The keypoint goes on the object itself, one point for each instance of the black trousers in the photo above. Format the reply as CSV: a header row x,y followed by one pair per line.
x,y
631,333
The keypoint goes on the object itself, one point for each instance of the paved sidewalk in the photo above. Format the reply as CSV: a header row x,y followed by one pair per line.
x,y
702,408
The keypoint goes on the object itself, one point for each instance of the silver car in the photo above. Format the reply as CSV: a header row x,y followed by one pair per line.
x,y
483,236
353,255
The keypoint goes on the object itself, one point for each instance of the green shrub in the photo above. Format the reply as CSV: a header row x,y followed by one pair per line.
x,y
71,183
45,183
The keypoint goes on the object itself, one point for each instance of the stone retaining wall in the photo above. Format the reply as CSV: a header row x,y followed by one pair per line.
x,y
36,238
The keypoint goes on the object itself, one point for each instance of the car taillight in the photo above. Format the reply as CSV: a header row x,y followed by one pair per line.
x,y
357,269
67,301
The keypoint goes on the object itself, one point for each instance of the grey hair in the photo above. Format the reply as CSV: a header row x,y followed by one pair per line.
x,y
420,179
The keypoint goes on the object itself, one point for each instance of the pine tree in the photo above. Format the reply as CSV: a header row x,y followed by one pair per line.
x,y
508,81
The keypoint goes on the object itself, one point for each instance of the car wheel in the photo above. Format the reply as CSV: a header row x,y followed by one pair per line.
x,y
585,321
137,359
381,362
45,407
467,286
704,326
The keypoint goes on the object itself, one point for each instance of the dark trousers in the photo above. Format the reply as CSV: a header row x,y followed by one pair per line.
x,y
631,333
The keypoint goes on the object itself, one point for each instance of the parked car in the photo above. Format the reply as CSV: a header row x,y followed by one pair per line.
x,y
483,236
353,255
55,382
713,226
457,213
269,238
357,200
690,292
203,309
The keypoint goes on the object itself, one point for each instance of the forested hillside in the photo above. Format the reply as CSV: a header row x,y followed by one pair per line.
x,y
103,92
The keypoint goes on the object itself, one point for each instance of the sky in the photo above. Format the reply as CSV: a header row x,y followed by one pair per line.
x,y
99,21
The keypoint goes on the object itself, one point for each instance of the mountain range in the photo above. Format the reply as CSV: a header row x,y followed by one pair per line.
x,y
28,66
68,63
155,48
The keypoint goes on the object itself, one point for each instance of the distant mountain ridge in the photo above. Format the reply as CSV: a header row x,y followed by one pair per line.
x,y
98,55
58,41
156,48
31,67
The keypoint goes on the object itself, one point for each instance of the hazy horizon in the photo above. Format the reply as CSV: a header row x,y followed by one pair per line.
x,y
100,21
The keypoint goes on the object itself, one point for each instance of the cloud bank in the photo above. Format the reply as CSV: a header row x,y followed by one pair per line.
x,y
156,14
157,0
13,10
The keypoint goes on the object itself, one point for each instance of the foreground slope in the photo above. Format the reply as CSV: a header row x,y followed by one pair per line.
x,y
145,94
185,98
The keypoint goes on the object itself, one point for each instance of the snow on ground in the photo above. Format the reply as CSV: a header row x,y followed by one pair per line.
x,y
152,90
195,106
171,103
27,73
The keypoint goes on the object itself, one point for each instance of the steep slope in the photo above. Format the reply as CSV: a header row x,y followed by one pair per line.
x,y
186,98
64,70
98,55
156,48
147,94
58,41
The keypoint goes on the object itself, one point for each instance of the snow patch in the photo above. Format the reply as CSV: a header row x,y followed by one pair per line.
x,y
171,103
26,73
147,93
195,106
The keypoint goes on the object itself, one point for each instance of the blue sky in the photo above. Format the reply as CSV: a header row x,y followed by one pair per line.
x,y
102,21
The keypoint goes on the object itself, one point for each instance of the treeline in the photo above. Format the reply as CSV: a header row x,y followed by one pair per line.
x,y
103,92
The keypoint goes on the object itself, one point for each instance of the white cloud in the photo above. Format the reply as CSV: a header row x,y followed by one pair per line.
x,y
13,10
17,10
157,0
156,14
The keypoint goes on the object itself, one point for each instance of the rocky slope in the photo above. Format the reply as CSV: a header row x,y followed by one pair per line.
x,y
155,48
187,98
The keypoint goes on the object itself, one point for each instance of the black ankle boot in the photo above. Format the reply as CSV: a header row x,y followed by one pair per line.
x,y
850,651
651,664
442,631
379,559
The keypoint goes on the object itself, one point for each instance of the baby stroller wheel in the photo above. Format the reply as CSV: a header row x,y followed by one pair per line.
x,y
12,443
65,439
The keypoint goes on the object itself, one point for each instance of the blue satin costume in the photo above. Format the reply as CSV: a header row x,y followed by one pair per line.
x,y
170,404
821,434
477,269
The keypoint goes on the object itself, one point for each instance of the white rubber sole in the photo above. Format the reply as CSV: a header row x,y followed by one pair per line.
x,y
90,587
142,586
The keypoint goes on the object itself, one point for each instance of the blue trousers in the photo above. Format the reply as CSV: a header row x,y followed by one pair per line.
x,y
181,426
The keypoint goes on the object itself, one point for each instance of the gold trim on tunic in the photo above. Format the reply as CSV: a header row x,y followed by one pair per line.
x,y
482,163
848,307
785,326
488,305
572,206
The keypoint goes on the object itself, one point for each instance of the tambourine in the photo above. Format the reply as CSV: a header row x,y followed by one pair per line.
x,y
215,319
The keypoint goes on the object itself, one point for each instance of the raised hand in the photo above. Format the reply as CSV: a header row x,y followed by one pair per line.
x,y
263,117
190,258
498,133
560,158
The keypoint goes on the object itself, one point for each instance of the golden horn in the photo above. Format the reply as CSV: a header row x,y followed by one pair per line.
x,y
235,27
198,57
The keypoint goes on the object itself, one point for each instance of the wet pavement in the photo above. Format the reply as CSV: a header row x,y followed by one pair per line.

REQUIRED ACTION: Every line of the data above should be output exactly as written.

EXERCISE ANSWER:
The keypoint goes on the object itself, one point for each instance of the black trousers in the photo above. Format the reply as CSV: a header row x,y followed by one pair per line.
x,y
631,333
The keypoint goes on the object itself, one point for each instance of the paved sidewalk in the photo above. Format the reply as CSV: a header row x,y followed by one pair per line.
x,y
702,408
The keypoint goes on the object itself, one point for each instance of the silver car in the photo above. Format the reply as CSV: a header row x,y followed by one pair per line.
x,y
483,236
353,255
The keypoint goes on the object itself, one point for each instance of the green shrub in the photo above. Format the reply as CSV: a header row x,y followed by one pair per line.
x,y
71,183
45,183
The keypoint goes on the object itself, one point for each instance of the stone retaining wall in the photo above. Format the reply as CSV: a header row x,y followed by one pair per line.
x,y
36,238
The keypoint goes on the object itself, one point for each instance of the car taillight in the photo above. Format the reply as CSV: a header row x,y followed by one pair per line.
x,y
357,269
67,301
The keypoint goes on the object itself, one point for each instance of the grey hair in the photo above. Format the reply as CSV: a header row x,y followed by one pair per line.
x,y
420,179
The keypoint goes on the object itself, one point for each instance of the pine tree in the photo above. Format the reply as CSV: a header row x,y followed by one pair per line.
x,y
508,81
The keypoint goes on the object itself, one point for each instance of the car wheel in the photo above. Format the reply as CSV: a header row x,y followed by one pair per line.
x,y
585,321
137,359
381,362
45,407
467,286
704,326
The keypoint goes on the object itself, one point for each instance of the dark trousers in the photo above. Format the reply as CSV: a header row x,y followed by one pair per line.
x,y
631,333
The keypoint goes on the object itself, one point for each instance of the parked car in the photo above. Format the reply as CSV: a header row x,y followed by one pair per line.
x,y
483,236
353,255
55,382
713,226
457,213
269,238
357,200
690,292
203,309
The keypoint goes on the object itself, one point for each instance of the forested hillside in the photo above. Format the reply as CSV: a header row x,y followed by one pair per line.
x,y
103,92
The keypoint goes on the object itself, one point for each instance of the sky in the photo above. Format the reply as CSV: a header row x,y followed by one pair per line.
x,y
99,21
The keypoint goes on the object itself, one point for each instance of the mountain range in the photo above. Format the reply as CSV: a header row x,y followed by one pair per line.
x,y
28,66
68,63
155,48
The keypoint goes on the object itself, one point for each instance of the distant mountain ridge in the photo above. Format the reply as CSV: a header row x,y followed by one pair per line.
x,y
98,55
58,41
156,48
31,67
The keypoint goes on the object itself, one point for each instance of the hazy horizon in the photo above. Format the reply as CSV: a header row x,y followed by one pair per line.
x,y
100,21
The keypoint goes on the object itself, one point for each instance of the cloud bank in the photo above. Format the reply as CSV: a header row x,y followed by one pair per line.
x,y
156,14
157,0
13,10
The keypoint goes on the object itself, one point for each instance of the foreground slope in the photo above. Format the reply as CSV: a header row x,y followed by one pair per line.
x,y
145,94
185,98
The keypoint goes on the object itself, one point for each instance of the snow on ground in the photo above. Format the reply as CSV: a header row x,y followed by one pair per line.
x,y
152,90
195,106
171,103
27,73
The keypoint goes on the object itself, one point for each instance of the steep slope in the photo above. Format the reply as CSV: a header row x,y followed by one pair per line.
x,y
186,98
64,70
98,55
156,48
147,94
58,41
The keypoint goes on the object itself, one point for each instance of the snow patch in the photo above. Format the reply as CSV: a header row x,y followed by one pair per line.
x,y
171,103
26,73
147,93
195,106
The keypoint goes on the object itself, one point for each instance of the blue sky in the photo above. Format the reply as CSV: a header row x,y followed by one pair per line.
x,y
102,21
The keypoint goes on the object itself, one point for each instance of the treeline in the photo above. Format the reply as CSV: a header row x,y followed by one pair per line.
x,y
103,92
The keypoint goes on the object itself, one point for each instance of the white cloud in the photo above. Format the reply as CSV: a header row x,y followed by one pair per line.
x,y
13,10
17,10
157,0
156,14
The keypoint goes on the object itself, one point for each instance of the rocky slope in the photo above. Format the reply as CSV: a header row x,y followed by one pair per line.
x,y
155,48
187,98
The keypoint goes on the object itself, one point for each instance of the black ankle boot in the photo above. Format the reply as CSV: a header row x,y followed by one pair per line.
x,y
850,651
651,664
442,631
379,559
The keypoint goes on the object itself, one point for each instance of the baby stroller wheel in the photo above. Format the reply as CSV: a header row x,y followed by one pair per line.
x,y
12,443
65,439
The keypoint goes on the object itself, one point for each instance of the blue satin costume in the photo above. Format the reply as CSV: a header row x,y followed by one pair per line.
x,y
170,404
821,434
477,269
The keypoint goes on the object itself, one point for each instance of the white rubber sole in the photo above. Format the reply as CSV: a header row x,y followed by one pair per line.
x,y
90,587
142,586
The keypoint goes on the object itself, one point for each instance of the blue trousers in the photo above. Format the reply as CSV: a header row x,y followed by one pair per line.
x,y
181,426
The keypoint goes on the object itself, one point for each instance of the gold trim on tunic in the photo above. Format the reply as CSV: a header row x,y followed by one pair per line.
x,y
482,163
848,307
785,326
488,305
572,206
The keypoint goes on the object itself, one point for each instance of the tambourine in the photo above. Format the reply as CSV: a header row x,y followed by one pair per line.
x,y
215,319
The keypoint goes on the object itself, one point for each instance of the raised hand in the photo above. Format the reply as CSV: a header row x,y followed by one pair per line.
x,y
263,117
190,258
498,133
560,158
The keypoint goes on the object itself, one point for each instance of the golden horn in the photo above. Format the reply as CSV: a header row x,y followed by one pair per line.
x,y
235,27
198,57
The keypoint goes on the object itself, one point for each instance of the wet pavement in the photo above. Format the reply as CSV: a header row x,y followed by one pair per line.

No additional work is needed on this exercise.